Traditional samurai combat seems more focused on sizing up your opponents and remaining observant of enemy attacks in order to counter them, instead of aggressively mashing away. It seems varying enemy types will keep you on your toes, and as such, which calls you to switch between different combat stances to more effectively attack and defend yourself. Ranged attack options are also available, such as a bow and arrow. Interestingly enough, you can challenge foes and even can honor their dead bodies once slain foes--though not much is known about how these actions will impact gameplay.

Despite the prevalence of realism, Ghost of Tsushima is not Bushido Blade, a fighting game where a single sword strike could spell death--just like real life. According to Zimmerman, this model simply isn't fun in the team's eyes. Still, we have seen moments in the available footage where Jin successfully takes off body parts and kills enemies with a flick of his wrist, and it appears this is more likely to happen while fending off common enemies, versus more important battles where opponents can absorb multiple slashes.

**Stored data:**
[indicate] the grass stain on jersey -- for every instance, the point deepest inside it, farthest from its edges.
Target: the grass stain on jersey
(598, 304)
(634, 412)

**To do:**
(A) Reproduce the portion of the Ghost of Tsushima combat passage starting at "Traditional samurai combat" and ending at "will impact gameplay.".
(B) Which ranged attack option does the Ghost of Tsushima combat passage name?

**Solutions in order:**
(A)
Traditional samurai combat seems more focused on sizing up your opponents and remaining observant of enemy attacks in order to counter them, instead of aggressively mashing away. It seems varying enemy types will keep you on your toes, and as such, which calls you to switch between different combat stances to more effectively attack and defend yourself. Ranged attack options are also available, such as a bow and arrow. Interestingly enough, you can challenge foes and even can honor their dead bodies once slain foes--though not much is known about how these actions will impact gameplay.

(B) A bow and arrow.